(Text extract):

____

When a post concerns the Inari and Skolt communities, we also try to post in these closely related languages on Facebook and elsewhere, since these languages do not have full-fledged Wikipedias of their own and no Facebook page for their incubator projects. One of the most popular posts on the Northern Saami Wikipedia Facebook page is actually in Inari Saami. In that post, the community recommended notable members of their community that we did not know about and for whom we do not yet have articles. For this, we are extremely grateful and we will be creating articles on them as soon as possible.
Wikidata and Structured Data on Commons
Inari and Skolt Saami are spoken by approximately 250 people, so it was not deemed feasible to try to move their Wikipedia projects out of the Incubator or to try to translate the user interface of Wikimedia projects into these languages. Instead we decided to focus on doing what could be done with the resources at hand: describing and captioning the content of images in Commons and creating and translating concepts in Wikidata for these three languages.
This, however, appeared to be a pipe dream, as it was not actually possible to use these languages in several Wikimedia projects due to long-standing language policies. Once we realized this, we quickly created a parent task in Phabricator and subtasks to rectify the issues we had found to date. Some of these were resolved at the Wikimedia Hackathon in Prague while others are still being solved. For example, we can now use these three languages in Wikidata as well as most of the other Saami languages too, thanks to the help of a wide group of people involved, from hackathon participants to the Language Team.
In the process we discovered that language definitions are scattered around the projects. While a language gets added to one project, it is not added to the other projects. To make things more complicated, there are several different manifestations of languages within one project. For example, two places in Commons where we need to be able to use the Saami languages are the caption box and the summary/description box and adding a language resulted in it only being useable in one of these places. At the beginning of June, the only available Saami languages were Southern and Northern Saami. But progress has been made, since the caption box and summary/description box can now be used with Inari and Skolt Saami too. The rest of the Saami languages are still not recognized, although we have recently created a joint Phabricator ticket to be able to add linguistic material in two of these languages and the Finnish Romani language too. For the summary/description box, the same four languages have their actual names displayed while the rest are only displayed as their ISO 639-3 code.
Some of the Saami languages do not have a standardized orthography. To address this issue and to make available the abundant linguistic materials related to the Finno-Ugric languages, we also initiated the creation of a Wikidata property for Uralic Phonetic Alphabet transcription.
These open issues have encouraged discussion about what members of better-resourced language communities can truly demand of under-resourced language communities before their languages can be used in Wikimedia projects. In addition, the point has been repeatedly made that there are many language communities around the world that do not have the resources that languages like English, Russian, Spanish, etc. do and that is more than possible to have a wealth of linguistic data for languages without these languages having a written form beyond that used by linguists. More work still needs to be done on finding new ways of incorporating non-written linguistic data into Wikimedia projects.
Saami tagging in action
On June 5, Wikimedia Finland had a workshop to test out the workflow of captioning historical Saami images in Wikimedia Commons and tagging them with the relevant concepts in the Saami languages. The work made us aware of incorrect nuances and actual mistakes in the descriptive texts that had been imported from the GLAM sector. Therefore, this kind of work can only happen in collaboration with representatives of these cultures to be both successful and ethical. Next, we practiced creating translations for Wikidata items. There were completely new contributors, so we went through all the basics and principles of Wikidata during the event. Admittedly, this is quite a lot to consume, and we must see how we can facilitate the different aspects of the workflow without overwhelming participants with excess information in the future.

____

(Source material):
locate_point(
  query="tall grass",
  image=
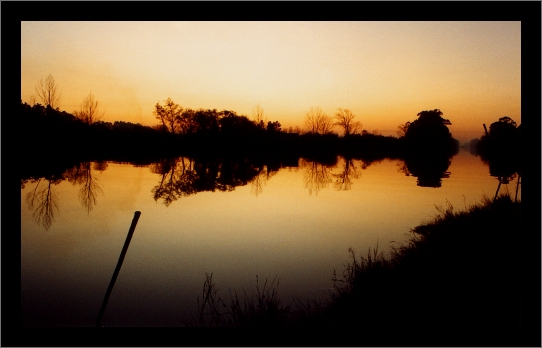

____

(Objective 1):
According to the text on Saami languages in Wikimedia projects, approximately how many people speak Inari and Skolt Saami?
(Objective 2):
From the text on Saami languages, copy out the passage from "Wikidata and Structured" up to and including "these three languages.".

(Exercise result 1):
Approximately 250 people.

(Exercise result 2):
Wikidata and Structured Data on Commons
Inari and Skolt Saami are spoken by approximately 250 people, so it was not deemed feasible to try to move their Wikipedia projects out of the Incubator or to try to translate the user interface of Wikimedia projects into these languages. Instead we decided to focus on doing what could be done with the resources at hand: describing and captioning the content of images in Commons and creating and translating concepts in Wikidata for these three languages.